* [Problem statement]
Rewrite only the items from the line that has "# point at: man's" through the line that has "x=219, y=129", switching "shrub" to "bush" and leaving everything else unchanged.

# START OF Records

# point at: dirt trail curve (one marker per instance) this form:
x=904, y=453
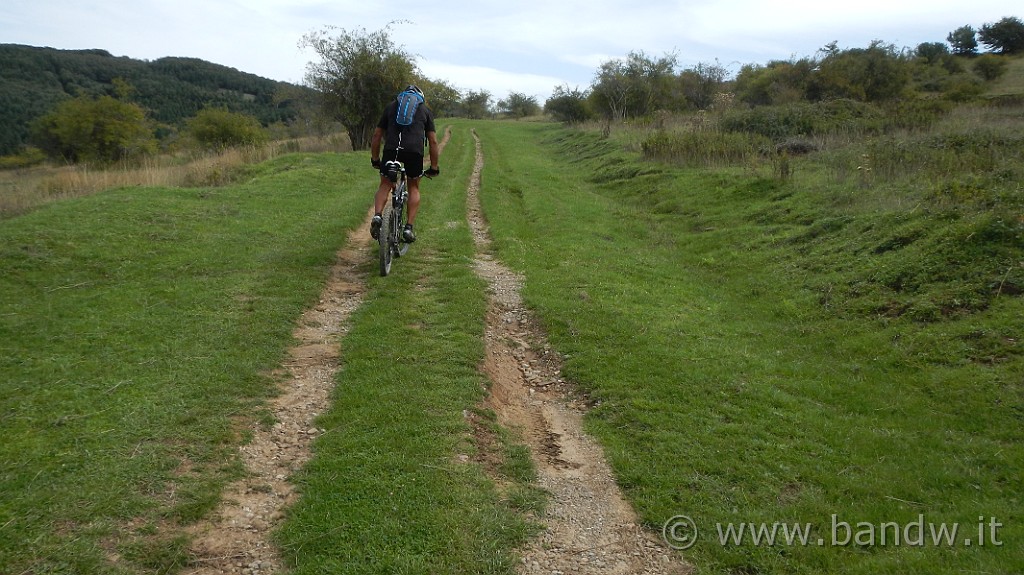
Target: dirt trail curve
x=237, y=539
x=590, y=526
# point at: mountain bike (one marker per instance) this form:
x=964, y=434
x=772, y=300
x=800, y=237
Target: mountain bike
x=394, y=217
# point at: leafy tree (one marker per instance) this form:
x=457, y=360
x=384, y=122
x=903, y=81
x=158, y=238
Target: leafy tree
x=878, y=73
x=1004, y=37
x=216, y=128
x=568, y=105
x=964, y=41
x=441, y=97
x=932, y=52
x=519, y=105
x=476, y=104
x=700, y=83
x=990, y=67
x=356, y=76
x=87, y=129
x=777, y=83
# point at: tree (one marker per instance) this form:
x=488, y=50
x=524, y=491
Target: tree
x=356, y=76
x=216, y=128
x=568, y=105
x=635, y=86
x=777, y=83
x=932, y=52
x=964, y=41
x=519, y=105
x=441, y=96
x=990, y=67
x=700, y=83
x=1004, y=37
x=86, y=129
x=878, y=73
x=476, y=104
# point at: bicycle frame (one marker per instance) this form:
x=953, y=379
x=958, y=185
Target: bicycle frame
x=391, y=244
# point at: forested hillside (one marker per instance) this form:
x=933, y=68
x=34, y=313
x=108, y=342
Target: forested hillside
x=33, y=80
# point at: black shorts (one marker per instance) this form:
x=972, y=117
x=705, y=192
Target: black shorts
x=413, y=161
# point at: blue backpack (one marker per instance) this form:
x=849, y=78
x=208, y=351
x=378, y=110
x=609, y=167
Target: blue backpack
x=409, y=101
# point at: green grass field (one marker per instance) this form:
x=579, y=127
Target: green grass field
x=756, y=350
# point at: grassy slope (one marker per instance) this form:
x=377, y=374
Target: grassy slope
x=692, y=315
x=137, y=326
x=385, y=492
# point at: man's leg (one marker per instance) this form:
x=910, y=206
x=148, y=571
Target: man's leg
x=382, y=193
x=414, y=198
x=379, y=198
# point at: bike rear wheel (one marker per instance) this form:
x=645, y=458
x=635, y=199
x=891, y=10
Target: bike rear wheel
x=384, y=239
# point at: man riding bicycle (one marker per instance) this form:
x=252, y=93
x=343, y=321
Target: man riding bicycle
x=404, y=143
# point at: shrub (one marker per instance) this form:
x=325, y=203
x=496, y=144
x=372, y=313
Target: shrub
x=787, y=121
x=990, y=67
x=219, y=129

# END OF Records
# START OF Records

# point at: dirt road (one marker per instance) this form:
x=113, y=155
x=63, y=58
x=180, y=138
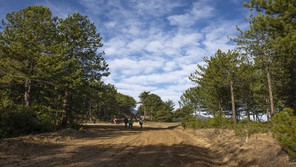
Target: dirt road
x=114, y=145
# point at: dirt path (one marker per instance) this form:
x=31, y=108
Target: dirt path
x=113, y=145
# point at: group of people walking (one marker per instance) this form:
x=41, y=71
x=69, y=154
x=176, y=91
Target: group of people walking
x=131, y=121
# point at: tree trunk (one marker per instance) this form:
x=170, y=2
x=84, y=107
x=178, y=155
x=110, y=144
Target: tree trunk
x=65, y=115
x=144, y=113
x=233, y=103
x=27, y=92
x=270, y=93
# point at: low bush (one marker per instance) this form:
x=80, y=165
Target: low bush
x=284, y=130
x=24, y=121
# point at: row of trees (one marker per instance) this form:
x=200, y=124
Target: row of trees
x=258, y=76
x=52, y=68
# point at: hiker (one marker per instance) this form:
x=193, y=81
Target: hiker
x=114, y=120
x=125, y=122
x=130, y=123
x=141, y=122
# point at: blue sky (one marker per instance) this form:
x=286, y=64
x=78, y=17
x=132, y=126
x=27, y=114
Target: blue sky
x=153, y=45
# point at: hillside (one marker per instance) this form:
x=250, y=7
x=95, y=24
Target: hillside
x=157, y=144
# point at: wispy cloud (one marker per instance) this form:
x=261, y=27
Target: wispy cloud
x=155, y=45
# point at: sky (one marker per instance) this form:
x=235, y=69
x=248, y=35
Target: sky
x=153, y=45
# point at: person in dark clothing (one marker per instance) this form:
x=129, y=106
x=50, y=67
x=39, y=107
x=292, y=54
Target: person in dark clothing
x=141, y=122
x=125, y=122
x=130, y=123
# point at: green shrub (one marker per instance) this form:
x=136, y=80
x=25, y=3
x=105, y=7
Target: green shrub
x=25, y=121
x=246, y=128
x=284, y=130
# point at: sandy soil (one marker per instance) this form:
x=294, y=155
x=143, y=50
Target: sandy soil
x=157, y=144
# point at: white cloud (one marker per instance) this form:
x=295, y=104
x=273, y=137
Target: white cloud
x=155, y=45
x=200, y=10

# END OF Records

* [Answer to the problem]
# point at: man's leg (one marker per instance) this form:
x=910, y=206
x=148, y=571
Target: man's leg
x=382, y=193
x=414, y=198
x=379, y=198
# point at: bike rear wheel (one marker per instance) this form:
x=645, y=458
x=635, y=199
x=891, y=10
Target: bike rear wheel
x=384, y=239
# point at: man riding bicycle (one marker per instance) this form:
x=252, y=93
x=343, y=321
Target: man riding bicycle
x=404, y=143
# point at: bush (one marker per instance) this form:
x=325, y=203
x=496, y=144
x=372, y=313
Target: bush
x=787, y=121
x=990, y=67
x=219, y=129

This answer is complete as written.